Top of RECORD SET

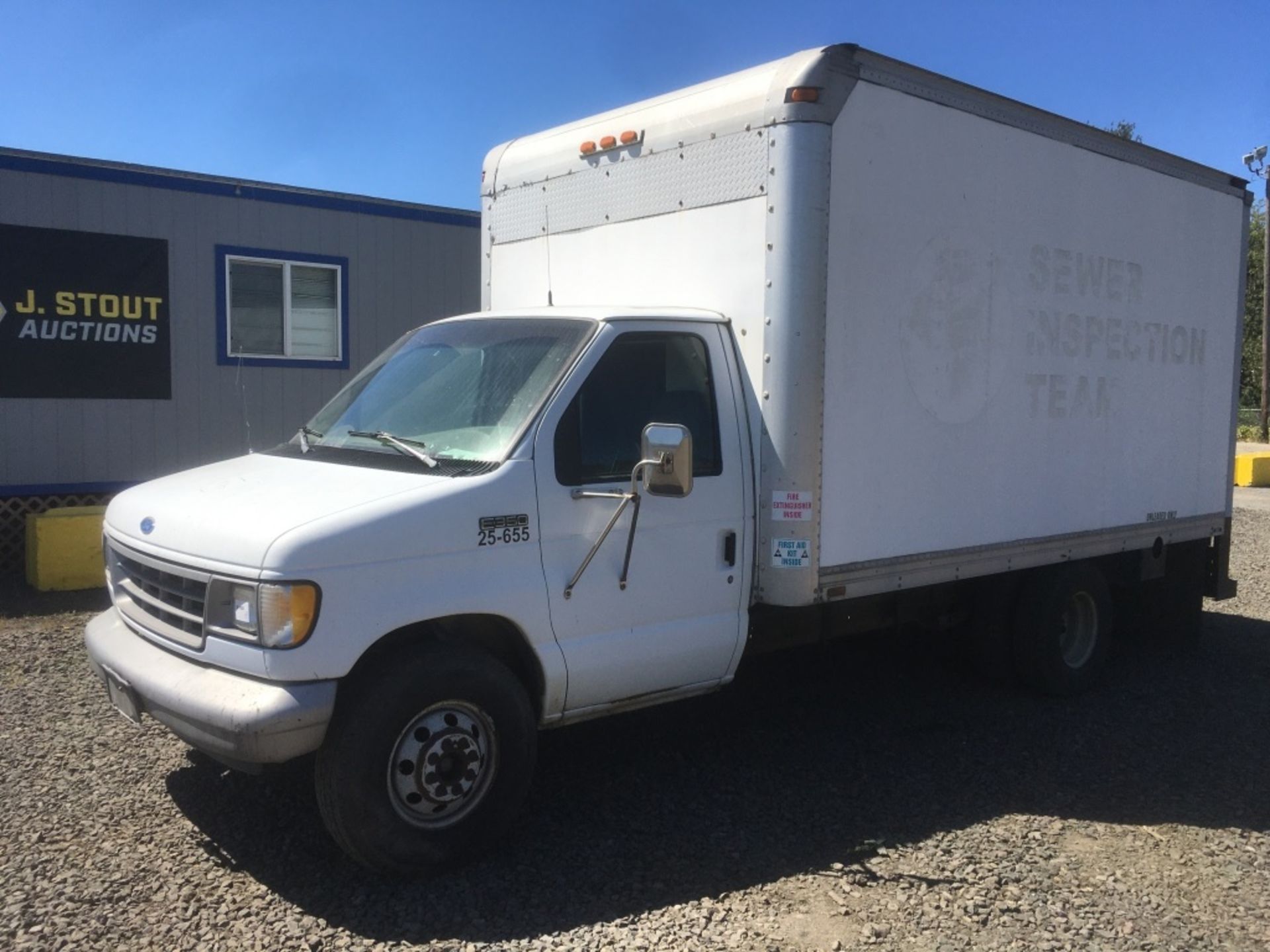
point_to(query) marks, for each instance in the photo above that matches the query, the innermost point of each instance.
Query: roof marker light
(803, 95)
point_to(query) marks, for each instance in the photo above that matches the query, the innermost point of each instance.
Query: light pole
(1255, 160)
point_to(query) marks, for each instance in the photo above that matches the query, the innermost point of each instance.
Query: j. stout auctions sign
(83, 315)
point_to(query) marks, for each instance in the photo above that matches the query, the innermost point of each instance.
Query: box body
(976, 337)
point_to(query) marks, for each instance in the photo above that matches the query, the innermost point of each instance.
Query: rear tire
(1061, 630)
(427, 760)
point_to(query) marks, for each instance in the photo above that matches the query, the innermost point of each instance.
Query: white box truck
(816, 348)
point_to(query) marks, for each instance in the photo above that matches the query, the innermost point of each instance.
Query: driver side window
(644, 377)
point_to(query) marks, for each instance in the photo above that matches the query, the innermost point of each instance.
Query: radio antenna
(546, 227)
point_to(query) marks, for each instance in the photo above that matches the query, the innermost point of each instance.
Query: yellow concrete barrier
(1253, 470)
(64, 549)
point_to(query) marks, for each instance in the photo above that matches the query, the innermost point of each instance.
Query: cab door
(680, 619)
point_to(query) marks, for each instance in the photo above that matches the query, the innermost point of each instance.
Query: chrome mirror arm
(630, 496)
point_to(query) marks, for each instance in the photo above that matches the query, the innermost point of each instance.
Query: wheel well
(492, 634)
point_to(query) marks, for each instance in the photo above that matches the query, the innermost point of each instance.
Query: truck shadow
(810, 758)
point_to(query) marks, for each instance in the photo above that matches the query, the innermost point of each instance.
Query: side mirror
(671, 446)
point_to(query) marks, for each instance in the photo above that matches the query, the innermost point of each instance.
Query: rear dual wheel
(1061, 630)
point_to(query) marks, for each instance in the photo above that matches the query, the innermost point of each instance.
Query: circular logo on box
(955, 337)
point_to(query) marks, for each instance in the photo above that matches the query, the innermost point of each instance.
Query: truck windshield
(461, 389)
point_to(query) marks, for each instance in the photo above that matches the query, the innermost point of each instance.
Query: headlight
(272, 614)
(287, 614)
(244, 608)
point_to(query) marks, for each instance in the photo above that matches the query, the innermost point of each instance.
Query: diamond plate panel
(701, 175)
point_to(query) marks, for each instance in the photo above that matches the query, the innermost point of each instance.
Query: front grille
(159, 596)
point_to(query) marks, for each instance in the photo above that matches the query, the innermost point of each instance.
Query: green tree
(1250, 372)
(1127, 131)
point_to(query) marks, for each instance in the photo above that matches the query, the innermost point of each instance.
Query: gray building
(154, 320)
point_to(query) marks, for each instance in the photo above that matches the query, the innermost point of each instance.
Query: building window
(282, 309)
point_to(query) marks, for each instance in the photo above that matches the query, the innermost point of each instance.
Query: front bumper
(233, 717)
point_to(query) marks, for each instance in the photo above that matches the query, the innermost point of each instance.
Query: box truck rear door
(679, 619)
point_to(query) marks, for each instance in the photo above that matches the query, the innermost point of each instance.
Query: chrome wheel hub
(1080, 629)
(443, 764)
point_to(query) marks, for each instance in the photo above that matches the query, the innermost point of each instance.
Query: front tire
(427, 760)
(1062, 627)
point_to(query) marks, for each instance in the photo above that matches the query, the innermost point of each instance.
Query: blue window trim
(228, 188)
(222, 313)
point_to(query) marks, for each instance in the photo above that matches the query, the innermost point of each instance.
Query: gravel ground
(873, 793)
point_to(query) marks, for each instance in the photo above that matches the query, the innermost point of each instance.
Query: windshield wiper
(399, 444)
(305, 433)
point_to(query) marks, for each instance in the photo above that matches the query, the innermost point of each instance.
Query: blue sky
(403, 99)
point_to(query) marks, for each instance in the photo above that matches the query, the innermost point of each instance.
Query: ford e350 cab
(376, 589)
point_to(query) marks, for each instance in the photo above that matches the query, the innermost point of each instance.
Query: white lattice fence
(13, 524)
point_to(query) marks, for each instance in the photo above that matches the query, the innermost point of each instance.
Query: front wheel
(427, 760)
(1061, 629)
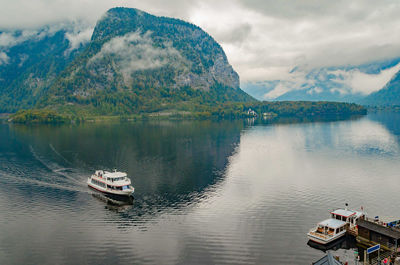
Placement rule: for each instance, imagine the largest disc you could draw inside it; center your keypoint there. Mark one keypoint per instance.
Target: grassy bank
(265, 110)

Bottom of RECORD SET

WORK ORDER →
Would you give the entries above again verbatim, omitting the images they contain?

RESPONSE AREA →
point_to(query) marks, for each instance in the photo above that matches the query, the innermost point of each instance.
Query: roof marker light
(803, 95)
point_to(query) marks, for each instance in the photo above that matches the query, the innermost point of each instance.
Query: light pole
(1255, 160)
point_to(query) marks, for each instance in the photo above that matches the query, the innermost point of each instance.
Query: j. stout auctions sign
(83, 315)
point_to(query) marks, for each instance in the photo above that matches the query, the innermost point of each instance.
Query: box body
(976, 337)
point_to(query) marks, for each instance in the photo above that matches the query, the innermost point of each instance.
Query: rear tire
(1061, 630)
(427, 760)
point_to(query) marks, for each instance in the photo above that matches the query, the innermost point of each instance.
Query: white box truck
(816, 348)
point_to(query) marks, for each instance in the photo above that matches the query, the innermost point of each instance.
Query: driver side window
(644, 377)
point_to(query) marks, for each instance in the photo above that matches the query, the innermost point of each instance.
Query: radio antenna
(546, 227)
point_to(query) marks, for each instance in the photo above that matches the query, the innermost point of each instance.
Query: yellow concrete barrier
(1253, 470)
(64, 549)
point_to(query) marks, for each instance in the photo above that matches the query, the innermost point of each instance.
Query: cab door
(680, 619)
point_to(query) marks, for each instance in the photo above that matches the query, the innermost point of each instance.
Query: chrome mirror arm
(630, 496)
point_to(query) marks, for each instance in the photo above that matches the query, the innermost point of each instance.
Query: wheel well
(492, 634)
point_to(query) marks, for each instance in the photo above that matches the query, the innermost point of each instance.
Query: truck shadow
(810, 758)
point_to(query) marks, for each instance in the photo above that matches the query, the innermost point of each instance.
Query: side mirror
(671, 446)
point_to(query) marks, for each instance in the photo above that matches the query, the innermost point of each instance.
Query: rear dual wheel
(1061, 630)
point_to(query) marks, for each instance in the photo above that matches the query, the innermost point of each instance.
Query: circular logo on box
(955, 337)
point_to(query) marks, for each instance in the photo above that matches the query, the innermost point of each instance.
Query: truck windshield
(461, 389)
point_to(query) marks, for each instance in the photo above that matches the query, the innermost point of each instance.
Query: headlight
(272, 614)
(287, 614)
(244, 608)
point_to(query) marks, for each instance in the photo above that matches the query, the innermost point of each instance.
Query: diamond plate panel
(701, 175)
point_to(query) marks, for each instance in the photo above that matches the query, the innermost point of each instance.
Query: front grille
(159, 596)
point_to(query) marks, for each instance in the photo above that matches the query, the innermost point of each instance.
Query: green tree
(1250, 372)
(1127, 131)
point_to(query) marks, for each instance in the photo above that matches the query, the innermost point of each instance.
Query: gray building
(154, 320)
point_to(query) marks, for each instance in the photo above that matches the query, the innermost point of each instance.
Query: building window
(282, 309)
point_to(query) marks, for each instance in the photo above that matches the query, the innermost point of each instance.
Query: front bumper
(233, 717)
point_to(query) marks, for each instance in the photo above that matches the query, the innermost point of each instance.
Query: box truck rear door
(679, 619)
point_to(query) marks, for each instance in the photo above that matches the query, the innermost point of each instance.
Query: chrome wheel hub
(1080, 629)
(443, 764)
point_to(query) marks, for each instance in the photo above that matches the query, the innermost point of each instance.
Query: front tire
(427, 760)
(1062, 627)
point_to(query) marks, for each instance in the photo above that matches the query, the innermost point of each instance.
Query: blue window trim
(228, 188)
(222, 313)
point_to(query) marks, for each instance in the photo above that matches the query, the innermost point of each instance.
Query: gravel ground
(873, 793)
point_to(query) marks, for each instance in the photo above that matches the query, the innermost point of each instance.
Query: windshield wiper
(399, 444)
(305, 433)
point_to(query) marks, for each instance in the photo above that matches the query, the innermost point of each instance.
Query: blue sky
(403, 99)
point_to(query) marks, for each instance in the photo above that matches the query, the innermost point of each instance.
Query: ford e350 cab
(376, 589)
point_to(query) marks, for each instance in the photo above that matches the query, the innermost point of each instance.
Query: white lattice fence
(13, 524)
point_to(query) marks, for each instance in the photo above that matches the query, the innermost point of each instance.
Query: front wheel
(427, 760)
(1061, 629)
Placement rule: for each instance, imagine the largest disc you could draw inside it; center your keypoint there. Mark one keypoint per instance.
Target: grassy bank
(265, 110)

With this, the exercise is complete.